Start of SOURCE TEXT

Hometown USA

Connecting America's Communities



Texas remained largely rural until World War II, with cattle ranching, oil, and agriculture as its main industries. Contrary to popular mythology, cattle ranching was never Texas's chief industry. Before the oil boom, back to the period of the first anglo settlers, this was cotton farming (as in most of the South).

Cotton harvestIn 1926 San Antonio had over 120,000 people, the largest population of any city in Texas. After World War II, Texas became increasingly industralized.

Its economy (circa 2000) relies largely on information technology, oil and natural gas, energy exploration and energy trading, agriculture, and manufacturing. The state has two major economic centers: the Greater Houston area and the Dallas/Fort Worth Metroplex. Houston stands at the center of the petrochemical and biomedical research trades while Dallas functions as the center of the agricultural and information technology labor market in Texas. Other major cities include San Antonio, Austin, Brownsville, Lubbock, Amarillo, Abilene, Beaumont, McAllen, Tyler, Odessa and Midland. Other important cities include Killeen, home to Fort Hood the largest military Post in the U.S., El Paso, Eagle Pass, and Laredo; these have particular significance due to their location on the border with Mexico, making them important trade points.

End of SOURCE TEXT
Start of DATA LISTING

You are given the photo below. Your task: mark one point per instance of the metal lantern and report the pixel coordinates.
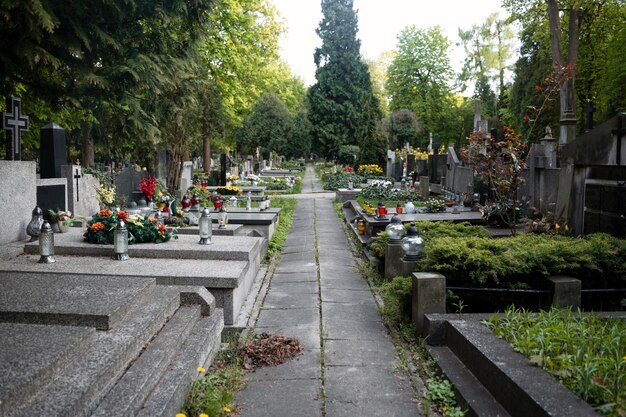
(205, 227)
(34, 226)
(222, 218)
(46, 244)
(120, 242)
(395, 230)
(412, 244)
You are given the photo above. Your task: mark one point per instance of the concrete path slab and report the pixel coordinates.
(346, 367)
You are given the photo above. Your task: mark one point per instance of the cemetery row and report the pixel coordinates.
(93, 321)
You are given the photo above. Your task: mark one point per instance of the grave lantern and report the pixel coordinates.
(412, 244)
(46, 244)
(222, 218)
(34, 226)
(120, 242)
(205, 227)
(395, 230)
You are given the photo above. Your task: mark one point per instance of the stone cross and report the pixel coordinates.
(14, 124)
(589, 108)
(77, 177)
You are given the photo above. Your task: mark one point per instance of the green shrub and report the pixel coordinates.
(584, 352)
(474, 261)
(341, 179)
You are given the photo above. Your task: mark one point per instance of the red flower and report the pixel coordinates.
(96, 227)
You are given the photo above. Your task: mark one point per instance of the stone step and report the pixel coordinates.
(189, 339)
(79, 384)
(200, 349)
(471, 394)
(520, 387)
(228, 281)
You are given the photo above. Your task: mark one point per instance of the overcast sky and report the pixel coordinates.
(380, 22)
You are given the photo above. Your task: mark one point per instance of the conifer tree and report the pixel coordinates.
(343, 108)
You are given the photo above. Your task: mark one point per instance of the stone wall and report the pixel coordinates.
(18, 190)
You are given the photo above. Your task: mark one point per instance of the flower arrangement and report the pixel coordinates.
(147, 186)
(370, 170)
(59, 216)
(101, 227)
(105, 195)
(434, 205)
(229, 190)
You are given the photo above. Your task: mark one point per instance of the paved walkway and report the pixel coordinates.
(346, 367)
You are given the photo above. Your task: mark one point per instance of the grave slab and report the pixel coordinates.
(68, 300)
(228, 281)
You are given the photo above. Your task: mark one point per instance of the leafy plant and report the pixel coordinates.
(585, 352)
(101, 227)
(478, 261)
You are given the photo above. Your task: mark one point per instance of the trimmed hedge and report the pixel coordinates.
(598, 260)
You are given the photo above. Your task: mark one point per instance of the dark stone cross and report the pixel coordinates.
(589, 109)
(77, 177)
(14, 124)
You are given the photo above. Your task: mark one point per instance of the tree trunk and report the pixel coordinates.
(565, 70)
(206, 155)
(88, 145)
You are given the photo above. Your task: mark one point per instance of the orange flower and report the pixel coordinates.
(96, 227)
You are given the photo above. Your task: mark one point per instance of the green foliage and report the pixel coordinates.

End of DATA LISTING
Start of DATA LISTING

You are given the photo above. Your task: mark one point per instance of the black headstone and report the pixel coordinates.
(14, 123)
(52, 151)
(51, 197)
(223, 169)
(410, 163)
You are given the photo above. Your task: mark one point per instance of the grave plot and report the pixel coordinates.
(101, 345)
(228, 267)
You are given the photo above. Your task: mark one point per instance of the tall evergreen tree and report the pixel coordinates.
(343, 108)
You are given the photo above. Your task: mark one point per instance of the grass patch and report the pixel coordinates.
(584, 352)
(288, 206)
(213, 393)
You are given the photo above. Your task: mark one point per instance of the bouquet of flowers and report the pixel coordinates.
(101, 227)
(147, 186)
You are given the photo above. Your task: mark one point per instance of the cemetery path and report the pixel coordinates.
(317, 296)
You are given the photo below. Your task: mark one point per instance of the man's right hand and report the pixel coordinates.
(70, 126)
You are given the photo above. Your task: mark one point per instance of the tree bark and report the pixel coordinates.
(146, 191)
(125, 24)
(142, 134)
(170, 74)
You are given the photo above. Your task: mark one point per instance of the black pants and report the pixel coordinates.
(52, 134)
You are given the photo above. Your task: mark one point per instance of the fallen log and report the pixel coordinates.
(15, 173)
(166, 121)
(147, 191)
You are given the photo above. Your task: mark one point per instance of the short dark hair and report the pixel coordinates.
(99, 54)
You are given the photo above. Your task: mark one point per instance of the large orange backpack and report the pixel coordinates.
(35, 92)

End of DATA LISTING
Start of DATA LISTING

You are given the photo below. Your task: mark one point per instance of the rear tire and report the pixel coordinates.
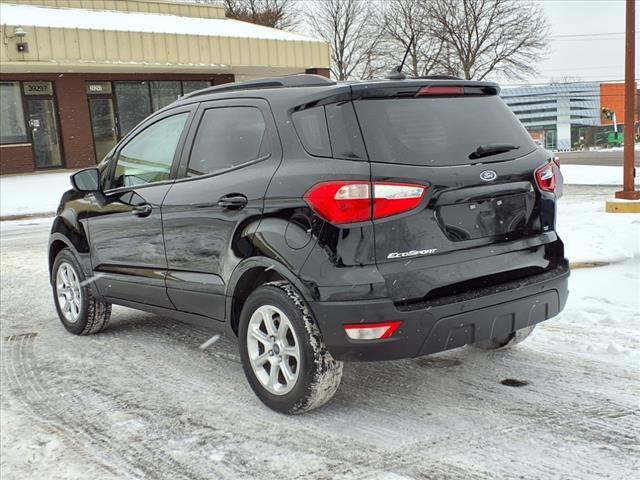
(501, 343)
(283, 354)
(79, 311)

End of DATA LISTING

● **TO DO**
A. According to the text on Texas's economy, why do El Paso, Eagle Pass, and Laredo have particular significance? Answer in one to three sentences.
B. Continue the text on Texas's economy from its last sentence.

● **RESPONSES TO THE TASKS**
A. El Paso, Eagle Pass, and Laredo have particular significance because they sit on the border with Mexico. That location makes them important trade points.

B.
The state passed New York in the 1990s to become the second-largest U.S. state in population (after California). In 2001 Texas had a gross state product of $764 billion. Texas's growth is often attributed to the availability of jobs, the low cost of housing (housing values in the Dallas and Houston areas, while generally rising, have not risen at the astronomical rates of other areas such as San Francisco), the lack of a personal state income tax, low taxation of business, limited government (the state legislature of Texas meets only once every two years), and favorable climate.

Film and television

Texas is one of the top filmmaking states in the United States, just after California and New York. More than $1.2 billion has been spent in Texas just for filming since 1990.

The Texas Film Commission was founded for free services to filmmakers, from location research to traveling.